Task brief: Within the records below, find the line containing "Target: water taxi". Reproduce it and each line after it exactly, and nothing else.

Point-per-instance localization data:

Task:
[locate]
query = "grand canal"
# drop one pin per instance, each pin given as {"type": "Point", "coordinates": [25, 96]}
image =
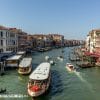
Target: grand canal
{"type": "Point", "coordinates": [84, 84]}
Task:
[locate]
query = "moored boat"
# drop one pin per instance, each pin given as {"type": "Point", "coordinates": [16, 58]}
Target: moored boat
{"type": "Point", "coordinates": [25, 66]}
{"type": "Point", "coordinates": [39, 80]}
{"type": "Point", "coordinates": [70, 67]}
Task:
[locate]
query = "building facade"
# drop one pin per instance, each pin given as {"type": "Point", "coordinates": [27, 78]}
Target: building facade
{"type": "Point", "coordinates": [93, 41]}
{"type": "Point", "coordinates": [8, 40]}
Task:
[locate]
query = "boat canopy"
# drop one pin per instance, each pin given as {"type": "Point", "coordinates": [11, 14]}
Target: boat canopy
{"type": "Point", "coordinates": [25, 62]}
{"type": "Point", "coordinates": [21, 52]}
{"type": "Point", "coordinates": [41, 72]}
{"type": "Point", "coordinates": [15, 57]}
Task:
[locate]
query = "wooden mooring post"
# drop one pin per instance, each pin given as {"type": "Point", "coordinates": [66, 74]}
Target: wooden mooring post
{"type": "Point", "coordinates": [1, 68]}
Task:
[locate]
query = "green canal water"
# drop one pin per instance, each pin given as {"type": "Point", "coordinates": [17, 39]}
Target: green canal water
{"type": "Point", "coordinates": [84, 84]}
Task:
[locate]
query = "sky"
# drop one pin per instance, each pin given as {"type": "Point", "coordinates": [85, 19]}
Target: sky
{"type": "Point", "coordinates": [71, 18]}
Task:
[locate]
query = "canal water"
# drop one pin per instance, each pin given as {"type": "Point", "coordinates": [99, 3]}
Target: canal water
{"type": "Point", "coordinates": [84, 84]}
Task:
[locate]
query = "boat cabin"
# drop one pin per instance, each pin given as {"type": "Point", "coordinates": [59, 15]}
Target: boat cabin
{"type": "Point", "coordinates": [13, 61]}
{"type": "Point", "coordinates": [25, 65]}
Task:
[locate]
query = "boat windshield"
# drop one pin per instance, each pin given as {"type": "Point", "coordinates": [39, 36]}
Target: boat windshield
{"type": "Point", "coordinates": [24, 69]}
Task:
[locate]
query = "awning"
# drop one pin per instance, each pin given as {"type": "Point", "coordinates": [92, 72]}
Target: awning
{"type": "Point", "coordinates": [92, 54]}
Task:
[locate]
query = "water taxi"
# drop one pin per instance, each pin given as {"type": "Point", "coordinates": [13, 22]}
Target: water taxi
{"type": "Point", "coordinates": [13, 61]}
{"type": "Point", "coordinates": [60, 58]}
{"type": "Point", "coordinates": [25, 66]}
{"type": "Point", "coordinates": [39, 80]}
{"type": "Point", "coordinates": [70, 67]}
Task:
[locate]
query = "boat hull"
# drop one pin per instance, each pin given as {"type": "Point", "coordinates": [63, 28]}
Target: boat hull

Result of this exercise:
Target: water taxi
{"type": "Point", "coordinates": [13, 61]}
{"type": "Point", "coordinates": [60, 58]}
{"type": "Point", "coordinates": [25, 66]}
{"type": "Point", "coordinates": [39, 80]}
{"type": "Point", "coordinates": [70, 67]}
Task:
[locate]
query = "boat hull"
# drop one pin per instance, each pin given as {"type": "Point", "coordinates": [63, 28]}
Target: boat hull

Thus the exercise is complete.